**TEXT PROVIDED:**
LOCAL

Carry Nation used hatchet to smash saloons

Tim Hrenchir
threnchir@cjonline.com
Carry Nation, who became famous for using a hatchet to smash up saloons that sold alcohol in violation of Kansas law, is the focus of this week's "History Guy" video at CJOnline. [The Associated Press]

Temperance advocate Carry Nation became famous for using a hatchet to smash up saloons that sold alcohol in violation of Kansas law.

This week's "History Guy" video at CJOnline tells about Nation, who spent time in Topeka 118 years ago this week.

Nation was born as "Carrie Amelia Moore" in 1846 in Kentucky. After her family moved to the Kansas City area, she was married in 1867 to a young physician, Charles Gloyd, who had an alcohol problem. They separated in 1868, and he died in 1869.

She was married in 1874 to David Nation, a lawyer and journalist. They went to Texas to manage a cotton plantation. David Nation later became a minister and moved with his wife in 1889 to Medicine Lodge in south-central Kansas.

**GIVEN INFORMATION:**

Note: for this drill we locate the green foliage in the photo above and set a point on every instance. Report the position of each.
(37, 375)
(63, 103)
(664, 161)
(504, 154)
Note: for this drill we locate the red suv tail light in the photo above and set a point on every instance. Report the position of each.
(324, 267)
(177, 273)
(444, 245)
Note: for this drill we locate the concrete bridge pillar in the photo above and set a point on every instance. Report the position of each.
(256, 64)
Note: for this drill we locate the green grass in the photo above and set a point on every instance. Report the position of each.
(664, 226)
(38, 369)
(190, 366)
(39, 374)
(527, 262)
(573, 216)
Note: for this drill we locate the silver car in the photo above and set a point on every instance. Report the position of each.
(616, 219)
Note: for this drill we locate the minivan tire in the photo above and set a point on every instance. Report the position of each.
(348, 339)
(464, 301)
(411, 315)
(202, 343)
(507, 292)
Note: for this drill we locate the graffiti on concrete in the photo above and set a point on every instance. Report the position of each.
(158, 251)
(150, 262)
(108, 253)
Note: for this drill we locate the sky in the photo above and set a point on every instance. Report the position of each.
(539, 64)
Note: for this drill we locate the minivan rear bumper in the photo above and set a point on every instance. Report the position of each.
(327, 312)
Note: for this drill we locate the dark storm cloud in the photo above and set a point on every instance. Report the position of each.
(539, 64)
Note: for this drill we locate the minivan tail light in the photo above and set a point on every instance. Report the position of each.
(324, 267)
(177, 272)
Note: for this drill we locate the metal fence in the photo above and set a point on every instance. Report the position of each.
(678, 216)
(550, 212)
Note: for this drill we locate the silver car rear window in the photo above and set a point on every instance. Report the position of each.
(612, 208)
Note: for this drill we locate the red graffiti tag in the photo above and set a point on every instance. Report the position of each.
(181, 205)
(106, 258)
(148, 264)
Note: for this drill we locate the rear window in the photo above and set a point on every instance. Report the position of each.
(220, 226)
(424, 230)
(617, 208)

**TASK INSTRUCTIONS:**
1: Output the Carry Nation article text between "Temperance advocate Carry" and "died in 1869.", inclusive.
2: Go on with the Carry Nation article from where it stops.
Nothing in the listing matters for the work here.

**SOLVED TASKS:**
1:
Temperance advocate Carry Nation became famous for using a hatchet to smash up saloons that sold alcohol in violation of Kansas law.

This week's "History Guy" video at CJOnline tells about Nation, who spent time in Topeka 118 years ago this week.

Nation was born as "Carrie Amelia Moore" in 1846 in Kentucky. After her family moved to the Kansas City area, she was married in 1867 to a young physician, Charles Gloyd, who had an alcohol problem. They separated in 1868, and he died in 1869.

2:
Meanwhile, Kansas had enacted a statewide prohibition on alcohol in 1881, though some communities didn't do a good job of enforcing it. Carrie Nation campaigned to try to make sure that ban was enforced.

The Kansas State Historical Society reports that in 1894, she led a group of women into a pharmacy, where she rolled a keg of whiskey into the street, smashed it to the ground and set the contents afire.

Nation used a brick to smash up saloons in 1900 at Kiowa County in south-central Kansas, then switched to a hatchet later that year to damage a hotel bar in Wichita.

Nation made a visit in late January 1901 to Topeka. She and her followers — known as "Home Defenders" — first went to illegal saloons and encouraged the owners to think about how alcohol affects families. They then came back the next week and smashed up multiple bars before police arrested Nation.

Overall, Nation was taken into custody 30 times, according to the historical society, which says David Nation filed for divorce on the grounds of desertion.

She eventually shifted her focus to publishing a newspaper, the "Smasher's Mail," and appearing on the lecture circuit to capitalize on the fame she had achieved.

Nation officially changed her first name in 1903 to “Carry,” saying her full name meant “Carry A Nation for Prohibition,” according to the State Historical Society of Missouri.

Nation also advocated giving women the right to vote. She died at age 64, in 1911.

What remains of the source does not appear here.